◆ **Written task**: Transcribe the records below exactly.

Items listed in a dataset:
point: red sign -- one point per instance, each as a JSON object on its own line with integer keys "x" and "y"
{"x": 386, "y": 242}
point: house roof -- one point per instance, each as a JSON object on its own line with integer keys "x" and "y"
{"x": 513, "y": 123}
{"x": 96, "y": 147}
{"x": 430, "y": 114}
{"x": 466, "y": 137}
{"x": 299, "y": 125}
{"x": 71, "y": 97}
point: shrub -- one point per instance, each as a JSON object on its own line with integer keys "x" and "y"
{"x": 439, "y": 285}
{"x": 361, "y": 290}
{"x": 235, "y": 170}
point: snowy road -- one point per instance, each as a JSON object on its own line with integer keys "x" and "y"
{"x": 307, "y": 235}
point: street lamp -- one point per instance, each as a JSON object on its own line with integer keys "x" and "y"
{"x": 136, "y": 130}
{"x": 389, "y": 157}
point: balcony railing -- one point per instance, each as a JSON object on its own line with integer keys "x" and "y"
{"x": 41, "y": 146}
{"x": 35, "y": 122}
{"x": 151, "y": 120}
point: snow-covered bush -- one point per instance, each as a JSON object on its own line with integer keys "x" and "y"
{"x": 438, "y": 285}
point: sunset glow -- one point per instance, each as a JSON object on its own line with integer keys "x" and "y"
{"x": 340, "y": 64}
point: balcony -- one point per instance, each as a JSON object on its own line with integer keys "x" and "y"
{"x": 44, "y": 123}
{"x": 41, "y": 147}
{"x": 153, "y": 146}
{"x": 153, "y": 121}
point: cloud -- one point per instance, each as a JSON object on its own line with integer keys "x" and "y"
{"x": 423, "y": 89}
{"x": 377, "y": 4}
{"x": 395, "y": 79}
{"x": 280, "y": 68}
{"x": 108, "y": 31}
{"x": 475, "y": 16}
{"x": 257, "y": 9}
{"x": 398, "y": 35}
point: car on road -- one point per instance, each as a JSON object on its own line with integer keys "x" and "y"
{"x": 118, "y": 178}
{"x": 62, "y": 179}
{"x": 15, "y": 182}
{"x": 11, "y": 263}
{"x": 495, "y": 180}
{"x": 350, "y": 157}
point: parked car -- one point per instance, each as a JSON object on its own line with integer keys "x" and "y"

◆ **Exercise result**:
point: red sign -- one point per instance, each as a JSON object on its own line with integer keys "x" and "y"
{"x": 386, "y": 242}
point: house roof -- one point per instance, each as a JSON object on its own line with integer keys "x" and "y"
{"x": 513, "y": 123}
{"x": 96, "y": 147}
{"x": 430, "y": 114}
{"x": 466, "y": 137}
{"x": 299, "y": 125}
{"x": 71, "y": 97}
point: shrub -- one point per instance, each as a JSON object on its own line with integer keys "x" and "y"
{"x": 439, "y": 285}
{"x": 361, "y": 290}
{"x": 235, "y": 170}
point: snowy road -- one point per instance, each as a JSON object on its own line with integer keys "x" and "y"
{"x": 307, "y": 235}
point: street lamp -- one point per instance, each as a JSON object on its own line with integer keys "x" and "y"
{"x": 136, "y": 130}
{"x": 389, "y": 157}
point: balcony railing -- one point per instance, each as a JSON object on its own line with integer keys "x" and "y"
{"x": 41, "y": 146}
{"x": 35, "y": 122}
{"x": 151, "y": 120}
point: snow-covered bush -- one point per instance, each as a JSON object on its own line with integer keys "x" and "y"
{"x": 438, "y": 285}
point: sunset glow -- one point per instance, each as a JSON object on its own line with integer keys "x" and "y"
{"x": 340, "y": 64}
point: balcony -- one point per instance, each as a JSON object on its own line with integer keys "x" and "y"
{"x": 44, "y": 123}
{"x": 41, "y": 147}
{"x": 153, "y": 146}
{"x": 153, "y": 121}
point: cloud -- one point per instance, each as a JSON object on its own line with integer keys "x" and "y"
{"x": 423, "y": 89}
{"x": 377, "y": 4}
{"x": 395, "y": 79}
{"x": 280, "y": 68}
{"x": 108, "y": 31}
{"x": 475, "y": 16}
{"x": 257, "y": 9}
{"x": 398, "y": 35}
point: car on road -- one point per instance, each as a JSON object on its own line with integer keys "x" and "y"
{"x": 118, "y": 178}
{"x": 62, "y": 179}
{"x": 15, "y": 182}
{"x": 11, "y": 263}
{"x": 495, "y": 180}
{"x": 350, "y": 157}
point: parked car -- one point per instance, each as a JSON object on its own line with integer keys "x" and "y"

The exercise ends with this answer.